-- Document section --
>>>
Battambang is pronounced bat-a-bong, and it was our last stop in Cambodia before moving into Thailand. We just had one day here before our lengthy bus ride to Bangkok the next morning. It’s a pretty small town that not to many people visit. Just a stop on the way to the border.
We hired a tuk tuk driver for the day and he processed to go all out as your guide. He explained the city architecture, the various French bridges and statues and all of the attractions we headed to see. First stop was the bamboo train. The locals here have basically taken over a 20-30km stretch of abandoned railway and have created their own little cars fastened out of old tank parts, bamboo and a motor. They used it for transportation back in the day, but as scooters, roads, cars and trucks became more prevalent it slowly lost it’s luster and exists solely for tourists. It’s a shame though as the government has accounted plans to rebuild the countries railway network, so that means this awesome little train “carts” will be gone be gone. Construction has started near the capital and will be moving up to Battambang in the next year or so. Basically you just sit down in the cart and it putts down the rails. Whenever there is another one headed for you, you determine who has the lightest load as you have to lift it off the track to let the other one pass. Heading back we ran into the missionaries in their P-Day, and a some guys who had recently graduated BYU. It also started to rain frogs and pigs so this is when we really got wet as the motor died and we ended up pushing it back to the station!
<<<
-- Dataset --
>>>
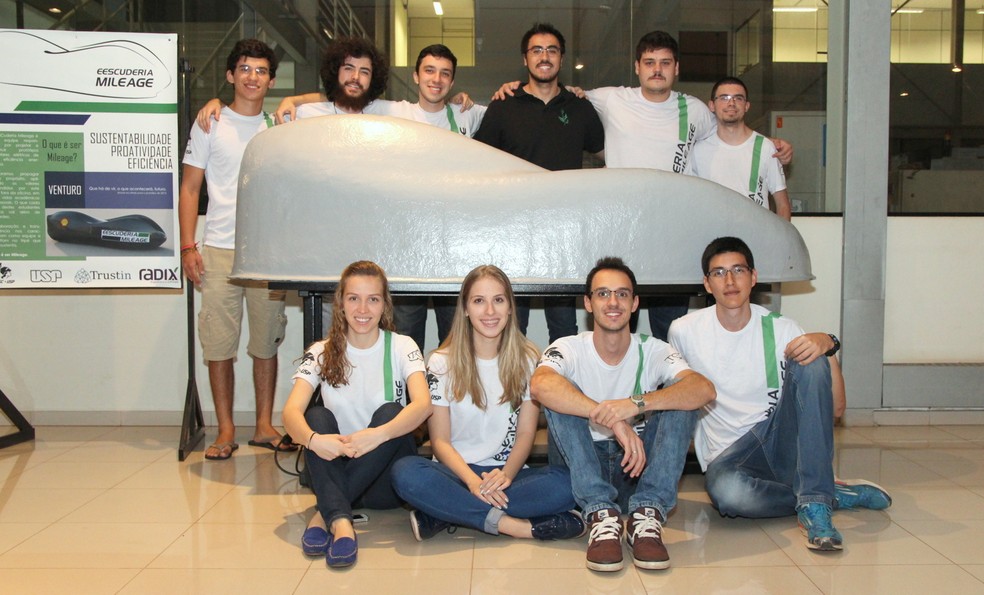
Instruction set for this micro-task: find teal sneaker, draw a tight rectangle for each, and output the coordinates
[834,479,892,510]
[796,502,843,552]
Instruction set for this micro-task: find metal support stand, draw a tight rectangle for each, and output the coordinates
[178,281,205,461]
[0,390,34,448]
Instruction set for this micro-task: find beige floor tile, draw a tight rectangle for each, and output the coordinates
[58,439,177,464]
[897,520,984,564]
[119,568,306,595]
[920,460,984,487]
[668,505,793,568]
[759,511,948,566]
[0,568,138,595]
[471,563,649,595]
[960,564,984,583]
[201,480,315,523]
[0,517,48,556]
[888,488,984,521]
[639,566,820,595]
[834,457,957,491]
[148,523,311,569]
[9,457,152,489]
[803,565,984,595]
[472,535,588,569]
[0,523,187,568]
[893,442,984,463]
[61,489,229,524]
[294,568,474,595]
[356,524,477,569]
[0,486,106,523]
[851,426,965,448]
[936,426,984,440]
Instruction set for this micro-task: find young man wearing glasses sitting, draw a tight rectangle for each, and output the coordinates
[669,237,892,551]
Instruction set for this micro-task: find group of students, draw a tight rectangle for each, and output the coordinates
[179,30,891,571]
[274,237,891,572]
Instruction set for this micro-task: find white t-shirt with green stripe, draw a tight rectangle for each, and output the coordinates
[669,304,803,471]
[692,132,786,209]
[293,331,424,434]
[538,331,690,442]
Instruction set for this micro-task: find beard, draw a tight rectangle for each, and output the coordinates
[332,87,372,112]
[529,62,560,83]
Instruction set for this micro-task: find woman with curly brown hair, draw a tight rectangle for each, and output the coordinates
[283,261,430,568]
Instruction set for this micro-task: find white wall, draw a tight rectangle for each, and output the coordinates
[0,217,984,426]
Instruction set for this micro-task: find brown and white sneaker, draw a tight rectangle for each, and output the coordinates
[626,506,670,570]
[587,508,622,572]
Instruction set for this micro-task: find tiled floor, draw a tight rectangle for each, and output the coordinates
[0,426,984,595]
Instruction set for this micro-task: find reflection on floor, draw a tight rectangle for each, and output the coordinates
[0,426,984,595]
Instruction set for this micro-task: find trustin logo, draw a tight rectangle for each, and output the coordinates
[31,269,61,283]
[140,267,178,281]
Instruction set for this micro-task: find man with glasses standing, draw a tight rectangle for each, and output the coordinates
[693,76,792,221]
[475,23,605,341]
[530,257,714,572]
[670,237,892,551]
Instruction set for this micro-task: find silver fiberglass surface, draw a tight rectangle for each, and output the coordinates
[233,116,813,285]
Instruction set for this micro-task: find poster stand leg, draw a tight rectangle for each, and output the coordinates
[0,390,34,448]
[178,281,205,462]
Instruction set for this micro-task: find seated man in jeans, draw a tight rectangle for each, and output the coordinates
[530,257,714,572]
[669,237,892,551]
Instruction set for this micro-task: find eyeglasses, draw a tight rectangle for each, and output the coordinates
[526,45,560,58]
[236,64,270,76]
[707,264,752,279]
[714,95,747,105]
[591,287,632,302]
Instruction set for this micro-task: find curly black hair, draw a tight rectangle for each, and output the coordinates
[321,37,389,101]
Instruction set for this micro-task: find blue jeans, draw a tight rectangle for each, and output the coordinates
[516,297,577,343]
[705,357,834,518]
[393,296,457,352]
[304,403,417,527]
[393,457,574,535]
[546,409,697,519]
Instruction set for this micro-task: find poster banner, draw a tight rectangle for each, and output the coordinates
[0,29,181,289]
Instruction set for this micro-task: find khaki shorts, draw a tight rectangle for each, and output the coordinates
[198,246,287,362]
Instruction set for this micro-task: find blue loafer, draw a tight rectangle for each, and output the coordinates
[325,537,359,568]
[301,527,328,556]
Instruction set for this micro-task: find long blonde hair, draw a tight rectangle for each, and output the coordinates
[318,260,396,388]
[438,265,540,411]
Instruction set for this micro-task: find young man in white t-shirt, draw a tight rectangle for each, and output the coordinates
[178,39,296,460]
[530,257,714,572]
[692,76,792,221]
[670,237,892,551]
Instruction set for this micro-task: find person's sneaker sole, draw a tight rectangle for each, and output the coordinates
[586,560,625,572]
[800,525,844,552]
[632,556,670,570]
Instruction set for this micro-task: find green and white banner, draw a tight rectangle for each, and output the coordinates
[0,29,181,289]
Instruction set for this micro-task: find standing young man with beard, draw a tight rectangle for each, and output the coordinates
[178,39,296,460]
[475,23,605,342]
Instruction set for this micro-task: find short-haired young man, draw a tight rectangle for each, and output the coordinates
[693,76,792,221]
[670,237,892,551]
[178,39,296,460]
[530,257,714,572]
[475,23,605,341]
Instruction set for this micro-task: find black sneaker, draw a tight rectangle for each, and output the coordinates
[530,510,587,541]
[410,510,451,541]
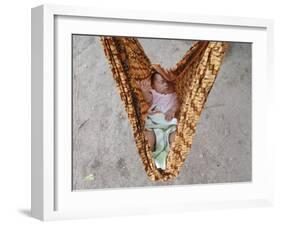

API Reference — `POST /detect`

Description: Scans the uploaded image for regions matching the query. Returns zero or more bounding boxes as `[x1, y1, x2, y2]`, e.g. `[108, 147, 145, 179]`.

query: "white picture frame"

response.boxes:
[31, 5, 273, 220]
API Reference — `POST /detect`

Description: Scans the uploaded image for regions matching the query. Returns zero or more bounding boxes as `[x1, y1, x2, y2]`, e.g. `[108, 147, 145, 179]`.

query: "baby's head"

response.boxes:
[151, 72, 174, 94]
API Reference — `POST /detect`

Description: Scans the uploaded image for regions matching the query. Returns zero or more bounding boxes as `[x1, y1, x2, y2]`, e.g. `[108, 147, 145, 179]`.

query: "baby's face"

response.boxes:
[152, 73, 174, 94]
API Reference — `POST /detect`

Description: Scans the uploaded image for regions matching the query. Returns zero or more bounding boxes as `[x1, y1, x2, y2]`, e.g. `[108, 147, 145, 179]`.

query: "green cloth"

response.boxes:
[145, 113, 177, 170]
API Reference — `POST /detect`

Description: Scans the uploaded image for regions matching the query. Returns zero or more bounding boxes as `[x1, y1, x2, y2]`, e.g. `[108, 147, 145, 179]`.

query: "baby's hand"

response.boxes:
[165, 109, 176, 121]
[137, 79, 151, 92]
[148, 107, 162, 115]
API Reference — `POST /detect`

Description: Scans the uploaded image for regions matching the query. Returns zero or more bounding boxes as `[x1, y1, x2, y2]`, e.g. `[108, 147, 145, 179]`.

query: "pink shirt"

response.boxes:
[149, 89, 177, 113]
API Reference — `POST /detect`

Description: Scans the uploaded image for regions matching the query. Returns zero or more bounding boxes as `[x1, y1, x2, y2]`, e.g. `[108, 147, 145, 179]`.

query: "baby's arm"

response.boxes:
[165, 98, 180, 121]
[138, 80, 152, 106]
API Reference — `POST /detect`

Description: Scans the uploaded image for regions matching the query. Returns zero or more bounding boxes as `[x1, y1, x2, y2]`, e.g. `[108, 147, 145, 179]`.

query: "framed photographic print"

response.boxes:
[32, 5, 273, 220]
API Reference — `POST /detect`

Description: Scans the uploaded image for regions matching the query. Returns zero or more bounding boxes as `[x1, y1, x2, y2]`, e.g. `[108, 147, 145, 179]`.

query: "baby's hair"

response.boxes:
[150, 70, 157, 85]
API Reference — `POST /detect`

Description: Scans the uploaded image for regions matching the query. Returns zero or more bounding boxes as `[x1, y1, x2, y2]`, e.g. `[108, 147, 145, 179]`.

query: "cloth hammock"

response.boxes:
[101, 36, 227, 181]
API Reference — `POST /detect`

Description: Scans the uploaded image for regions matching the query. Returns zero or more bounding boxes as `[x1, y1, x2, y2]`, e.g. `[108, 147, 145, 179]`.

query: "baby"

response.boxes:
[139, 65, 179, 169]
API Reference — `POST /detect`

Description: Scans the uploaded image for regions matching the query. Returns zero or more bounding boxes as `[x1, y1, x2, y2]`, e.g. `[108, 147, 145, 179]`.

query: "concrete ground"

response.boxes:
[73, 35, 252, 190]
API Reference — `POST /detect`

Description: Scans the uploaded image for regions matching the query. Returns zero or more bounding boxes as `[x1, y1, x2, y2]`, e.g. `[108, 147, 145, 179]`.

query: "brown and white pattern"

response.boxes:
[101, 36, 227, 181]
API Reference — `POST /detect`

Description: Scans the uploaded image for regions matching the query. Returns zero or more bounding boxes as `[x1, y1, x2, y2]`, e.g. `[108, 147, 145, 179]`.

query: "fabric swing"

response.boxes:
[101, 36, 227, 181]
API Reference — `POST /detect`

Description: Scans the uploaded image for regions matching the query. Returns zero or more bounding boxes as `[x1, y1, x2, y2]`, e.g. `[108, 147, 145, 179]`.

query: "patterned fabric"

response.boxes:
[101, 36, 227, 181]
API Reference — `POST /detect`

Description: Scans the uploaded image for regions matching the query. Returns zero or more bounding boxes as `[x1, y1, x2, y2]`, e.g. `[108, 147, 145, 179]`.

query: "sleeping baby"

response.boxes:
[139, 65, 179, 170]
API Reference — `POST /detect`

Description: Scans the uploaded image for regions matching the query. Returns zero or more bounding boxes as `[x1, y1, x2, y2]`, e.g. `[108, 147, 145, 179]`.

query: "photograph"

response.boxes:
[71, 34, 252, 191]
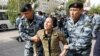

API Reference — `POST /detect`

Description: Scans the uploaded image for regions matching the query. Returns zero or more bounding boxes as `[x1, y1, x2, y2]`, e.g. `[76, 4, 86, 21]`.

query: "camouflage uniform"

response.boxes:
[64, 14, 92, 56]
[92, 15, 100, 37]
[19, 15, 44, 56]
[36, 29, 67, 56]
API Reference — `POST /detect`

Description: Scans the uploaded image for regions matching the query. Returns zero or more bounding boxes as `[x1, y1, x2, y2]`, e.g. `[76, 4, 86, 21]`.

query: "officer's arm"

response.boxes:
[92, 17, 100, 37]
[58, 31, 67, 45]
[19, 22, 31, 41]
[59, 32, 68, 56]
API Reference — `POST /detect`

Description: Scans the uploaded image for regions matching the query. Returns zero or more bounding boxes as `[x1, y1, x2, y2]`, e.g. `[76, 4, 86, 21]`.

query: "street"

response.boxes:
[0, 30, 95, 56]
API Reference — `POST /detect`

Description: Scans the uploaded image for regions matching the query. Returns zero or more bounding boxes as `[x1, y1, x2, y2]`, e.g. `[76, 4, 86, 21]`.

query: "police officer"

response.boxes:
[32, 17, 67, 56]
[64, 2, 92, 56]
[19, 4, 43, 56]
[92, 12, 100, 38]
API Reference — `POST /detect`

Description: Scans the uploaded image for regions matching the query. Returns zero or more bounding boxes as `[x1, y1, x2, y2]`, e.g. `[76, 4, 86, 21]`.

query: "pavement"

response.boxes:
[0, 30, 96, 56]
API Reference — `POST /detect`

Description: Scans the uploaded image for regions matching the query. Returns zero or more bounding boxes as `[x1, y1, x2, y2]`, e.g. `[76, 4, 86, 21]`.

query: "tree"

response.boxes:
[89, 5, 100, 15]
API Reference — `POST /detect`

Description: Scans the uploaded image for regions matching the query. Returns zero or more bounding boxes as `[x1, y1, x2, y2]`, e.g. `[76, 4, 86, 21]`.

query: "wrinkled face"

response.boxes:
[69, 8, 83, 20]
[44, 17, 53, 30]
[22, 10, 33, 19]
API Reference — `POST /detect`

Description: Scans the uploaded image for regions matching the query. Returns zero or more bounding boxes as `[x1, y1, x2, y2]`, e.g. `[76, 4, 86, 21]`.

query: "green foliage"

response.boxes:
[89, 5, 100, 14]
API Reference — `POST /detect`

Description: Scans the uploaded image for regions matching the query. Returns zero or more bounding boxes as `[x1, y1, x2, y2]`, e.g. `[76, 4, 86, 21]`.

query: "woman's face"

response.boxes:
[44, 17, 53, 30]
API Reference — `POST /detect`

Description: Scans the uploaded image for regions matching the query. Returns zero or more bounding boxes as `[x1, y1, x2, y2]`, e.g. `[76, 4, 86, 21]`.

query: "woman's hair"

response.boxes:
[46, 16, 57, 27]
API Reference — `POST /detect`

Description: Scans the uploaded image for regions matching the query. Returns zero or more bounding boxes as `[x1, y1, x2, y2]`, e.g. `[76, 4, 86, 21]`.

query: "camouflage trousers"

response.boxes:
[24, 47, 43, 56]
[24, 47, 34, 56]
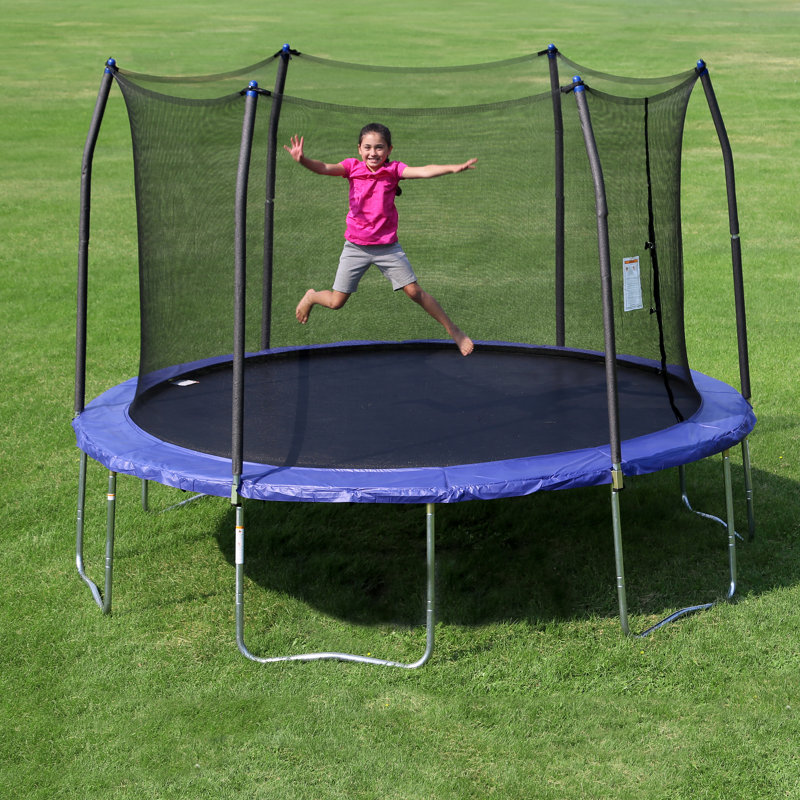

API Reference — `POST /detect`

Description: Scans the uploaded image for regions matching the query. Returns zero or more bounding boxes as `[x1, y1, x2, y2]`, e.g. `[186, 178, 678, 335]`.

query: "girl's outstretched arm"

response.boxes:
[403, 158, 478, 179]
[283, 135, 344, 177]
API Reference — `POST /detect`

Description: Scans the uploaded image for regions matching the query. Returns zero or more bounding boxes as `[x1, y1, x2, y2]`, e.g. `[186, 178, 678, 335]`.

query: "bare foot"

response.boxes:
[294, 289, 314, 325]
[453, 330, 475, 356]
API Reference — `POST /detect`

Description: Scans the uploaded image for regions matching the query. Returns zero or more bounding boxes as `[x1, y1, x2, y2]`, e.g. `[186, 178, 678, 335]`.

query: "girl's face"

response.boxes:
[358, 133, 392, 172]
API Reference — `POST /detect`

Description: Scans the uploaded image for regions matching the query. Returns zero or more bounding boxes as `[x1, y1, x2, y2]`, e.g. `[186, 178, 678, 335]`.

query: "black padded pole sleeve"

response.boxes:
[75, 59, 116, 416]
[231, 82, 258, 482]
[697, 61, 750, 400]
[261, 45, 291, 350]
[575, 79, 622, 468]
[547, 45, 566, 347]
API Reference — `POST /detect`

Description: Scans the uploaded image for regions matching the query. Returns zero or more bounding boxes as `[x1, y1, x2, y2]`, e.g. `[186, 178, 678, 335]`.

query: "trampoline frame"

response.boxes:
[75, 45, 755, 669]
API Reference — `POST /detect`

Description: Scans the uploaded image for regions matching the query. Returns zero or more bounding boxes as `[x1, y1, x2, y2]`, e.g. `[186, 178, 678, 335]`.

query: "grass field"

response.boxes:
[0, 0, 800, 800]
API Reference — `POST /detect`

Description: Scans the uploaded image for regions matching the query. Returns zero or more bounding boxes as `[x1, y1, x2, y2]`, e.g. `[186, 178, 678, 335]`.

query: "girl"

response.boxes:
[283, 123, 477, 356]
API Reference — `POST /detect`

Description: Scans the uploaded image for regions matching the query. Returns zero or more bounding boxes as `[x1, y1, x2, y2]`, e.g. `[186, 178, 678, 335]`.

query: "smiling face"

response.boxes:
[358, 132, 392, 172]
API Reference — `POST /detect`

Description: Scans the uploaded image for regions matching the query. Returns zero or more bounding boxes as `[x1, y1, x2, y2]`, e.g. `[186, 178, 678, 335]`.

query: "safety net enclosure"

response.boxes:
[73, 46, 755, 658]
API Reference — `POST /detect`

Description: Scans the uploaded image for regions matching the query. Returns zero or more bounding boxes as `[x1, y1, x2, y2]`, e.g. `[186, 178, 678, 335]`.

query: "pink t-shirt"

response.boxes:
[340, 158, 406, 245]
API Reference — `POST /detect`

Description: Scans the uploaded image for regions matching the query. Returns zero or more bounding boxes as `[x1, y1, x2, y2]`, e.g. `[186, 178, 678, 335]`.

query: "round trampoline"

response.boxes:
[74, 341, 755, 503]
[73, 45, 755, 668]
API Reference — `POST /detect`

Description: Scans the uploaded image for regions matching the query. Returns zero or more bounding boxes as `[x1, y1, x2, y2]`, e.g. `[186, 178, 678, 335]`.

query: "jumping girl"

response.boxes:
[283, 123, 477, 356]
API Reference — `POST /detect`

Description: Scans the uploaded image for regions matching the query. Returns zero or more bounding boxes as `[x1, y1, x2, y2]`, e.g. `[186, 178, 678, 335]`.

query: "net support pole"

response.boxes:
[547, 44, 566, 347]
[261, 44, 291, 350]
[573, 76, 622, 468]
[697, 60, 755, 539]
[75, 58, 116, 416]
[231, 81, 258, 494]
[572, 76, 630, 634]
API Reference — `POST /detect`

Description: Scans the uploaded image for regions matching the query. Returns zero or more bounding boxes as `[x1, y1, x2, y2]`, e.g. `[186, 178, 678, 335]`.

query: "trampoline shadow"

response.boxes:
[215, 460, 798, 626]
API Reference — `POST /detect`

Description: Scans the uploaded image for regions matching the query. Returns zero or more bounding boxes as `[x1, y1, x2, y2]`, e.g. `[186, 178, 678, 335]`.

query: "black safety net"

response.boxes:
[116, 53, 697, 438]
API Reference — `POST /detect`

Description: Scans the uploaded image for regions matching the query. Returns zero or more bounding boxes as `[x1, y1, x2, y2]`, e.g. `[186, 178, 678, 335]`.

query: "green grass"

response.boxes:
[0, 0, 800, 800]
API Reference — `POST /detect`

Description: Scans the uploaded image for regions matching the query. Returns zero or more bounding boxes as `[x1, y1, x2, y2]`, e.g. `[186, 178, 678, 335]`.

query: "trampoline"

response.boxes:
[73, 46, 755, 668]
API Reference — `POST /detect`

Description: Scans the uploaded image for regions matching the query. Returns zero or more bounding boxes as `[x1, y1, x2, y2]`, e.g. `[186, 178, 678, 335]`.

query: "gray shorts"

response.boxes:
[333, 242, 417, 294]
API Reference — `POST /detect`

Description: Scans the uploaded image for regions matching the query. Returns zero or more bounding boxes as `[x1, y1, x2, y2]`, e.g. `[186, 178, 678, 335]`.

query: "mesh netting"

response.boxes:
[116, 54, 696, 418]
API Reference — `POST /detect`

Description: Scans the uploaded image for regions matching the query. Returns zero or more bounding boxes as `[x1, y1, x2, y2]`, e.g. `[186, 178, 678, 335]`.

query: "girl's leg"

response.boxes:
[403, 282, 475, 356]
[294, 289, 350, 325]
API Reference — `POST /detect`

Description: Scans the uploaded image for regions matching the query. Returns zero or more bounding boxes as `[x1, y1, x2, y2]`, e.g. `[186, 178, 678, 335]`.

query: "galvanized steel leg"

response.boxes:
[637, 450, 741, 636]
[742, 436, 756, 542]
[611, 487, 631, 635]
[234, 502, 436, 669]
[75, 453, 117, 614]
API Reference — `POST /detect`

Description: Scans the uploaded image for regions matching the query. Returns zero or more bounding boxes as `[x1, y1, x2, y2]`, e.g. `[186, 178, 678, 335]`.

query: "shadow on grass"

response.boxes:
[211, 459, 800, 625]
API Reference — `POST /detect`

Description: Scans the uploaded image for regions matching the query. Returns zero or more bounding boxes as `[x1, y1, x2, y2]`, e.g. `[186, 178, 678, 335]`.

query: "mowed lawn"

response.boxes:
[0, 0, 800, 800]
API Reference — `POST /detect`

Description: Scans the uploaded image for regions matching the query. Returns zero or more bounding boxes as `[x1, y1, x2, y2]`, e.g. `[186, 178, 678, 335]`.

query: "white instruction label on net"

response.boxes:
[622, 256, 643, 311]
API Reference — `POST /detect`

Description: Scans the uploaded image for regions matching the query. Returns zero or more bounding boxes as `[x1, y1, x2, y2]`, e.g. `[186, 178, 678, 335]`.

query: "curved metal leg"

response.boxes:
[612, 450, 741, 637]
[742, 436, 756, 542]
[75, 453, 117, 614]
[235, 503, 435, 669]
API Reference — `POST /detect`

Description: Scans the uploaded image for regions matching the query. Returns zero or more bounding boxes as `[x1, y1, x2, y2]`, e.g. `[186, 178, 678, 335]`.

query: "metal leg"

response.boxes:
[678, 460, 742, 539]
[742, 436, 756, 542]
[637, 450, 741, 637]
[235, 502, 436, 669]
[75, 453, 117, 614]
[611, 487, 631, 636]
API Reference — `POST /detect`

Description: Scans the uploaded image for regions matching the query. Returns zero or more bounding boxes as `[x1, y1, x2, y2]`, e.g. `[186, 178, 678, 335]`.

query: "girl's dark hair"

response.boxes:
[358, 122, 403, 197]
[358, 122, 392, 147]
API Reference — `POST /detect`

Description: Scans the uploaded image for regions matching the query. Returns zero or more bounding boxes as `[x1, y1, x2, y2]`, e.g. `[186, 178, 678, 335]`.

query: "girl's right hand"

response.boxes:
[283, 135, 303, 163]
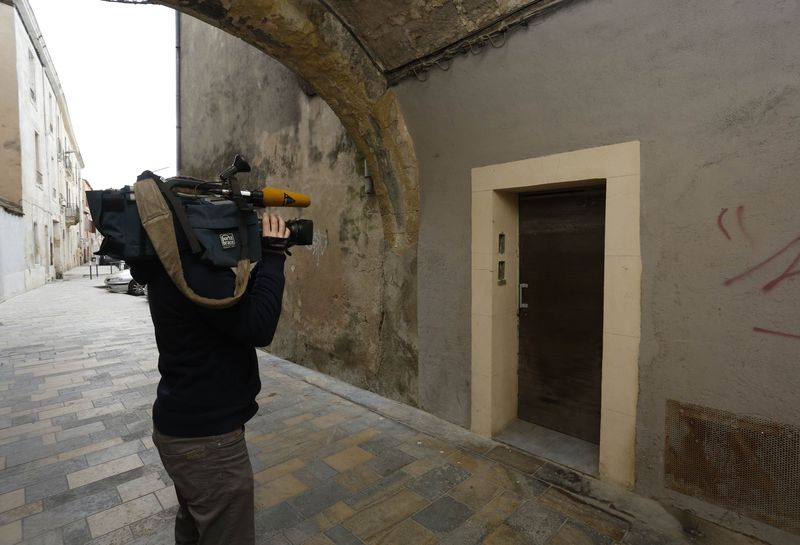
<<<
-- Problems to solve --
1) Print everything in the Battambang travel account from "Battambang is pronounced" down to "to the border.".
2) Carry on the Battambang travel account from its last sentence.
The listing was taken from a different source than the Battambang travel account.

-- Exercise answers --
1)
Battambang is pronounced bat-a-bong, and it was our last stop in Cambodia before moving into Thailand. We just had one day here before our lengthy bus ride to Bangkok the next morning. It’s a pretty small town that not to many people visit. Just a stop on the way to the border.

2)
The surprising yet amazing stop of the day was a crocodile farm. We ere told it was a baby breeding farm where you can go hold and feed them. “No big deal” we said. We couldn’t have been more wrong. It is a relatively big operation. They have over 600 crocodiles that there are breeding for a variety of uses. The younger ones are sent to China to be used as medicine, the middle aged one to Vietnam for the meat, and the oldest ones to Thailand for the leather. They were enclosed in 3 separate pits depending in their age, but there was close to 200 in each pool! It was insane. Something we were not even remotely expecting. Most of them looked fake as they were just chilling with their mouths open, but occasionally one would jump outbid the pool and they would shuffle around each other.
During all of this a massive rainstorm rolled in and processed to dump a massive amount if rain. Cambodia is currently in a drought so we were told it was much needed, however it kinda sucked being wet for the rest of the day.
Our guide suggested the bat cave as our final stop. There is a cave near the end of town where hundreds of thousands if not millions of bats live. Every night around 6pm they come out if the cave to find food, before returning the next morning. We stood there for probably 30 minutes watching them stream out of the cave. Really impressive. We left and went out to the rice fields after and you could still see black clouds moving and flying around. Really really cool.